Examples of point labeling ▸
* * *

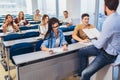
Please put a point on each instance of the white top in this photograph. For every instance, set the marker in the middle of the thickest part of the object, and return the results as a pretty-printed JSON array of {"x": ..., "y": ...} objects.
[
  {"x": 38, "y": 18},
  {"x": 10, "y": 29},
  {"x": 57, "y": 42},
  {"x": 43, "y": 29},
  {"x": 66, "y": 20}
]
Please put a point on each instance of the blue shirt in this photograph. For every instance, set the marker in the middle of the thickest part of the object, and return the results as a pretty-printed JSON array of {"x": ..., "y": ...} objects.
[
  {"x": 109, "y": 38},
  {"x": 50, "y": 42}
]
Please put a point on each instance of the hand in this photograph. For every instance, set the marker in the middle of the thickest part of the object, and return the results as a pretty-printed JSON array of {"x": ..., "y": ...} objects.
[
  {"x": 65, "y": 48},
  {"x": 6, "y": 22},
  {"x": 85, "y": 41},
  {"x": 51, "y": 52}
]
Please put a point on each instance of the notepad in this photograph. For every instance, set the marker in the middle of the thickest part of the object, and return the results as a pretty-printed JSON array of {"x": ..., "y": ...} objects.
[
  {"x": 92, "y": 33},
  {"x": 57, "y": 50}
]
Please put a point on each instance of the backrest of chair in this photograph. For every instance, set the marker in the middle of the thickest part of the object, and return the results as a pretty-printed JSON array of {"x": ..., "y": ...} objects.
[
  {"x": 24, "y": 28},
  {"x": 31, "y": 34},
  {"x": 38, "y": 44},
  {"x": 12, "y": 36},
  {"x": 20, "y": 48},
  {"x": 34, "y": 27},
  {"x": 68, "y": 38}
]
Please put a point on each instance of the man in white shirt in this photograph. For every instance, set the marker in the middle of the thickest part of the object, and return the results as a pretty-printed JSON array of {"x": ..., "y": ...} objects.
[
  {"x": 66, "y": 21},
  {"x": 107, "y": 47}
]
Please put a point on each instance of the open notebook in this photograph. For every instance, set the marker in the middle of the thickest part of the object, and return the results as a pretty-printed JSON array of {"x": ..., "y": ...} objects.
[{"x": 92, "y": 33}]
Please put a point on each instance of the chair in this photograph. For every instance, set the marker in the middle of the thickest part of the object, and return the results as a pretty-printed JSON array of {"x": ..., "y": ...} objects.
[
  {"x": 31, "y": 34},
  {"x": 68, "y": 38},
  {"x": 64, "y": 29},
  {"x": 71, "y": 28},
  {"x": 38, "y": 45},
  {"x": 24, "y": 28},
  {"x": 34, "y": 27},
  {"x": 20, "y": 48},
  {"x": 12, "y": 36}
]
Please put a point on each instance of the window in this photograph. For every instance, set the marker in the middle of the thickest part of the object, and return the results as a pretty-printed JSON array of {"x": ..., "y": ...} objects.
[
  {"x": 62, "y": 7},
  {"x": 47, "y": 7},
  {"x": 12, "y": 6},
  {"x": 88, "y": 7}
]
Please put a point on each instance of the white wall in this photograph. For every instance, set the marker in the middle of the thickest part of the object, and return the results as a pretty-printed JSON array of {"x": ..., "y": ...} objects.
[
  {"x": 34, "y": 5},
  {"x": 29, "y": 6},
  {"x": 73, "y": 7}
]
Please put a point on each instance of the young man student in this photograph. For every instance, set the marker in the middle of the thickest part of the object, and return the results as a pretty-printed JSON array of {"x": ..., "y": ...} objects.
[{"x": 106, "y": 47}]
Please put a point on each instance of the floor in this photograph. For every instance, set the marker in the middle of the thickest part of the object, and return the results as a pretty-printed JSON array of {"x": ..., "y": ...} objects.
[{"x": 13, "y": 73}]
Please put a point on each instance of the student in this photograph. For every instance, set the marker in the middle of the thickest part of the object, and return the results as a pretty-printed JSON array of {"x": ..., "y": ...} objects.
[
  {"x": 66, "y": 21},
  {"x": 21, "y": 21},
  {"x": 54, "y": 37},
  {"x": 44, "y": 24},
  {"x": 9, "y": 25},
  {"x": 106, "y": 47},
  {"x": 37, "y": 16},
  {"x": 78, "y": 34}
]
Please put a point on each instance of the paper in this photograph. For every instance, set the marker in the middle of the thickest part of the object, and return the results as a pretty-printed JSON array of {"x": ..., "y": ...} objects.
[
  {"x": 92, "y": 33},
  {"x": 57, "y": 50}
]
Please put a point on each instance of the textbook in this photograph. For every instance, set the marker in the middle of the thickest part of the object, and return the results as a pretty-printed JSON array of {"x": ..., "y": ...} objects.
[{"x": 92, "y": 33}]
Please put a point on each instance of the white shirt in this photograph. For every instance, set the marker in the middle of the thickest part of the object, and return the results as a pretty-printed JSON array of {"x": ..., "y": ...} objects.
[
  {"x": 43, "y": 29},
  {"x": 66, "y": 20},
  {"x": 10, "y": 29}
]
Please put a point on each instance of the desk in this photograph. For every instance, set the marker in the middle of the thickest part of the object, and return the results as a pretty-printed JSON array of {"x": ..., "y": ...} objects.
[
  {"x": 8, "y": 44},
  {"x": 68, "y": 33},
  {"x": 43, "y": 66}
]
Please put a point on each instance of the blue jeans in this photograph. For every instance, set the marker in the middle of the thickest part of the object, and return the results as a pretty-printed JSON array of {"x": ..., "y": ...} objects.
[{"x": 102, "y": 59}]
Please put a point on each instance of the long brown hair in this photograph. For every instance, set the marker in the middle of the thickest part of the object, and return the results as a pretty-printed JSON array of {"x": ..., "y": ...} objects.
[
  {"x": 23, "y": 18},
  {"x": 43, "y": 18},
  {"x": 12, "y": 23}
]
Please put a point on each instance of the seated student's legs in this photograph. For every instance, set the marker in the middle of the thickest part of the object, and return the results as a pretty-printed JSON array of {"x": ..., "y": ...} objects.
[
  {"x": 102, "y": 59},
  {"x": 73, "y": 41},
  {"x": 84, "y": 54}
]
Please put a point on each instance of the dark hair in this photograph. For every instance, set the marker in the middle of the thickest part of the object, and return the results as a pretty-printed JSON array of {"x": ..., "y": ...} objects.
[
  {"x": 51, "y": 22},
  {"x": 66, "y": 12},
  {"x": 7, "y": 18},
  {"x": 112, "y": 4},
  {"x": 85, "y": 14},
  {"x": 44, "y": 16}
]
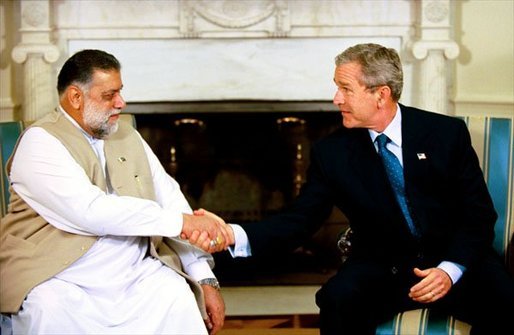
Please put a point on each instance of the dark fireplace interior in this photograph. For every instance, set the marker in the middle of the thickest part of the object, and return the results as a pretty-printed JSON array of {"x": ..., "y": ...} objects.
[{"x": 244, "y": 165}]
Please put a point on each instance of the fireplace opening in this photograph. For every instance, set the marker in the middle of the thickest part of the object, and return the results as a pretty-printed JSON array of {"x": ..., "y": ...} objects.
[{"x": 244, "y": 167}]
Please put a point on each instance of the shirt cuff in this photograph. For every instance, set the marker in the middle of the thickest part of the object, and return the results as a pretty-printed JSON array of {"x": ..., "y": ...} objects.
[
  {"x": 199, "y": 270},
  {"x": 453, "y": 270},
  {"x": 242, "y": 246},
  {"x": 171, "y": 223}
]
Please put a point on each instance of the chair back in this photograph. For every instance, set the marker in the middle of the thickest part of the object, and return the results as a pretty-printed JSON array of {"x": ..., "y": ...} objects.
[
  {"x": 493, "y": 140},
  {"x": 9, "y": 133}
]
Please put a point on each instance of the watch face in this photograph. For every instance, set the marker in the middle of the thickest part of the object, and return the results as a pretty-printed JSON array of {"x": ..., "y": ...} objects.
[{"x": 211, "y": 282}]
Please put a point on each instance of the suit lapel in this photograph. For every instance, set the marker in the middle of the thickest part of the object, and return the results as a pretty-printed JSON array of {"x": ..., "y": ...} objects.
[
  {"x": 414, "y": 147},
  {"x": 368, "y": 169}
]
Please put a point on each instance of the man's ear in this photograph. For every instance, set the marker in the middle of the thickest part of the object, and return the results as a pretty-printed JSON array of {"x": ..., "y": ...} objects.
[
  {"x": 384, "y": 94},
  {"x": 75, "y": 96}
]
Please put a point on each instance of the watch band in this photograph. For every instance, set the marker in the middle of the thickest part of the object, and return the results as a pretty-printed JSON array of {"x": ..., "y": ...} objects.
[{"x": 211, "y": 282}]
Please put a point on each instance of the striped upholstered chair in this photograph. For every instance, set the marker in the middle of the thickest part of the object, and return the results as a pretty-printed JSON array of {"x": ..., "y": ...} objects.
[
  {"x": 493, "y": 140},
  {"x": 9, "y": 133}
]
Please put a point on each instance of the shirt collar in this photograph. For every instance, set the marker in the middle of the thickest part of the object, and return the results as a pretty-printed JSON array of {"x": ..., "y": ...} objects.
[{"x": 393, "y": 130}]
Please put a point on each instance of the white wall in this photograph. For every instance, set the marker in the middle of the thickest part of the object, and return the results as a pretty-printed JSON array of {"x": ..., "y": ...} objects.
[{"x": 484, "y": 81}]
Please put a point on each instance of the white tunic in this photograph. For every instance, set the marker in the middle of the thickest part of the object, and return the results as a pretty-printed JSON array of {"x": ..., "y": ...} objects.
[{"x": 115, "y": 288}]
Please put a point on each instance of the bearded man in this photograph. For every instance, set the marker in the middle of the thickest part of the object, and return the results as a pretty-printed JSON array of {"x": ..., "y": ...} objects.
[{"x": 91, "y": 240}]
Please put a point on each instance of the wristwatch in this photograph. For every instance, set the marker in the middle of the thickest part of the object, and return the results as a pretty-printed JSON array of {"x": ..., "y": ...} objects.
[{"x": 211, "y": 282}]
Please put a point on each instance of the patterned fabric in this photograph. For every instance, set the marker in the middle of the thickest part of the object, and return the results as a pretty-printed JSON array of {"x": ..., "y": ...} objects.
[
  {"x": 493, "y": 140},
  {"x": 395, "y": 174},
  {"x": 423, "y": 322}
]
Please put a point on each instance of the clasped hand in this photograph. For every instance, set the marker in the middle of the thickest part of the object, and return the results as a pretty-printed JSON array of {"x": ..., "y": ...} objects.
[{"x": 207, "y": 231}]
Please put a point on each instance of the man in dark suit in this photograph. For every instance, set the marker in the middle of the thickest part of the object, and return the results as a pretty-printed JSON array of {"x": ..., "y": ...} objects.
[{"x": 422, "y": 234}]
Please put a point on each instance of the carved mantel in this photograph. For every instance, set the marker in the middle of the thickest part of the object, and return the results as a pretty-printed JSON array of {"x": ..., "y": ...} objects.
[{"x": 285, "y": 31}]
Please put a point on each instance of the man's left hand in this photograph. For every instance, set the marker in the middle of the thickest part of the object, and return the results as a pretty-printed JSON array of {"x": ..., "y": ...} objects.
[
  {"x": 215, "y": 309},
  {"x": 434, "y": 285}
]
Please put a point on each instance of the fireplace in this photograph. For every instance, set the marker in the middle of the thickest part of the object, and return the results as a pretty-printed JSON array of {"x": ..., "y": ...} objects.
[{"x": 246, "y": 160}]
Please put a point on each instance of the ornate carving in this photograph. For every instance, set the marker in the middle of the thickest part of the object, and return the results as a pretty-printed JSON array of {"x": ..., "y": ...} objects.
[
  {"x": 49, "y": 52},
  {"x": 35, "y": 14},
  {"x": 233, "y": 15},
  {"x": 420, "y": 49},
  {"x": 436, "y": 11}
]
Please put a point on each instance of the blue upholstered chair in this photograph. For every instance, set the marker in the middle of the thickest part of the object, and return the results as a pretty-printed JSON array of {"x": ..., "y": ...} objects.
[
  {"x": 493, "y": 140},
  {"x": 9, "y": 133}
]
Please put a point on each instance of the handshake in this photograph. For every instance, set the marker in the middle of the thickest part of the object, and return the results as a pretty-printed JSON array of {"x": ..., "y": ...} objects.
[{"x": 207, "y": 231}]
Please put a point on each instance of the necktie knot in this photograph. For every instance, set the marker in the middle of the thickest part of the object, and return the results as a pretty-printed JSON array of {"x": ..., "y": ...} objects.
[
  {"x": 382, "y": 140},
  {"x": 394, "y": 172}
]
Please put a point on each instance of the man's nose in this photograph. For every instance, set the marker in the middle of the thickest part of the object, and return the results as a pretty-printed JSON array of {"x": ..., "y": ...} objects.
[
  {"x": 119, "y": 103},
  {"x": 338, "y": 98}
]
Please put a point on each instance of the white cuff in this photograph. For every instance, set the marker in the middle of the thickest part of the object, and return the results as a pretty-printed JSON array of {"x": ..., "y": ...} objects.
[
  {"x": 453, "y": 270},
  {"x": 242, "y": 247}
]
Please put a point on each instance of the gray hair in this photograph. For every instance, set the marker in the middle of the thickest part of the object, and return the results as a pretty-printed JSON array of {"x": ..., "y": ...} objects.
[{"x": 380, "y": 66}]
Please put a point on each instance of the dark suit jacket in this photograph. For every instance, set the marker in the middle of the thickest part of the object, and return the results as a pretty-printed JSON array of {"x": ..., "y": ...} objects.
[{"x": 448, "y": 196}]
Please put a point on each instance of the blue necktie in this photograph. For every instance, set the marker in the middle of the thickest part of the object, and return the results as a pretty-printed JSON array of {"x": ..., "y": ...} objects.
[{"x": 395, "y": 174}]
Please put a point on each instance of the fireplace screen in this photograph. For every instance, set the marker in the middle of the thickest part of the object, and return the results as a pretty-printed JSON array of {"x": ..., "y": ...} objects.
[{"x": 246, "y": 166}]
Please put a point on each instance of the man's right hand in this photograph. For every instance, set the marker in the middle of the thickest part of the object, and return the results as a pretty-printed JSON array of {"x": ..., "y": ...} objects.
[{"x": 206, "y": 231}]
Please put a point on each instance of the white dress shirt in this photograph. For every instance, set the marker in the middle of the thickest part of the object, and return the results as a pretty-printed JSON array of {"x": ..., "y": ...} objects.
[
  {"x": 111, "y": 272},
  {"x": 242, "y": 247}
]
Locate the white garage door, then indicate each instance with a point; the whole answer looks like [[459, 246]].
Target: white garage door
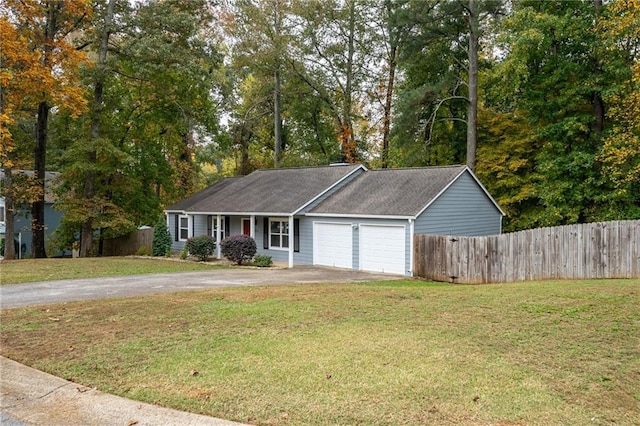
[[382, 248], [333, 244]]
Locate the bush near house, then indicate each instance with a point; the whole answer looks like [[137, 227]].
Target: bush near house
[[238, 248], [201, 246], [262, 261]]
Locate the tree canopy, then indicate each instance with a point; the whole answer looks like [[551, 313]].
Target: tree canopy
[[139, 104]]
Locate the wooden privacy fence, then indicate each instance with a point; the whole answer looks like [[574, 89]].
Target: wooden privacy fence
[[592, 250], [129, 244]]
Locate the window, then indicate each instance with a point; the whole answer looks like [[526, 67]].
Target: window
[[214, 227], [279, 233], [183, 227]]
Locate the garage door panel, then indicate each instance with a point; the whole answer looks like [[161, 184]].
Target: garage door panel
[[333, 245], [382, 248]]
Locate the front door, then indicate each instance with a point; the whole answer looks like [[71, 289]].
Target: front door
[[246, 227]]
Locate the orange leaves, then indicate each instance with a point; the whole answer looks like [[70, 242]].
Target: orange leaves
[[621, 151], [39, 62]]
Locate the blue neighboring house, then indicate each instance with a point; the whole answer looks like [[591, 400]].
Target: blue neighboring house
[[22, 217], [342, 216]]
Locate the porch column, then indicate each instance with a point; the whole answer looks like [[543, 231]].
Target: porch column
[[411, 245], [291, 237], [218, 236]]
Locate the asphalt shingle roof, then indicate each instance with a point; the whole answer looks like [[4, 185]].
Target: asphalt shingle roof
[[50, 182], [199, 196], [390, 192], [267, 191]]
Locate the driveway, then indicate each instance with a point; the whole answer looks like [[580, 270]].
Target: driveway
[[16, 295]]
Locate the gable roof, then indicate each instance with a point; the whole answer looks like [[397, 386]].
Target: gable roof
[[273, 191], [199, 196], [393, 192]]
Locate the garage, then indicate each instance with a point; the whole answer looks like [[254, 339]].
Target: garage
[[382, 248], [333, 244]]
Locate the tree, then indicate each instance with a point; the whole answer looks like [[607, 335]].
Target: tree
[[556, 63], [620, 151], [438, 99], [43, 27], [337, 68], [151, 101]]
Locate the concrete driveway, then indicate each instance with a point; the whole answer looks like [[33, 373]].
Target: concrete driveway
[[31, 397], [16, 295]]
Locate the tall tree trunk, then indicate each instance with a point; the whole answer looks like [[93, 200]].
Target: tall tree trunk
[[40, 151], [597, 101], [348, 138], [472, 115], [9, 218], [86, 244], [277, 120], [387, 106], [37, 206], [277, 131]]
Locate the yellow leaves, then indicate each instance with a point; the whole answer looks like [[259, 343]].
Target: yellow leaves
[[38, 66]]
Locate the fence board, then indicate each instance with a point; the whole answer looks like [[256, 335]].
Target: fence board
[[129, 244], [593, 250]]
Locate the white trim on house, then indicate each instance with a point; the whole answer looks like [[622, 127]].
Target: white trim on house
[[466, 169], [383, 256], [219, 237], [342, 250], [281, 234], [181, 228], [292, 236], [411, 245]]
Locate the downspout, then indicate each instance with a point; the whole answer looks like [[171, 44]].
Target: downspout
[[218, 236], [291, 241], [411, 246]]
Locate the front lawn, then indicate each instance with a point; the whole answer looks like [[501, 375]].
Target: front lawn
[[34, 270], [544, 353]]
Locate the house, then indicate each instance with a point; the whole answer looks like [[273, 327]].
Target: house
[[22, 217], [340, 215]]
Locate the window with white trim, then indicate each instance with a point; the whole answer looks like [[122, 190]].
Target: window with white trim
[[279, 233], [183, 228], [214, 227]]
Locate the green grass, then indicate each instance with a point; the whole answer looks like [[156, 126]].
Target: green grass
[[34, 270], [407, 352]]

* * *

Task description ▸
Please copy the stretch of data above from the line that contains "Locate the asphalt" through the line that contains "[[273, 191], [199, 196], [393, 192]]", with every line unchanged.

Task result ▸
Locate the asphalt shingle roof, then indicate each instance with a point; the whole answer looks like [[4, 185]].
Target: asphalt shingle roof
[[50, 182], [199, 196], [390, 192], [267, 191]]
Locate the driveway, then indicate each instance with a point; the whole answer looks like [[580, 270]].
Target: driveway
[[16, 295]]
Locate the gable roof, then indicate each instance with a point; the whole answer looks like [[397, 386]].
Target: gable roof
[[273, 191], [199, 196], [393, 192]]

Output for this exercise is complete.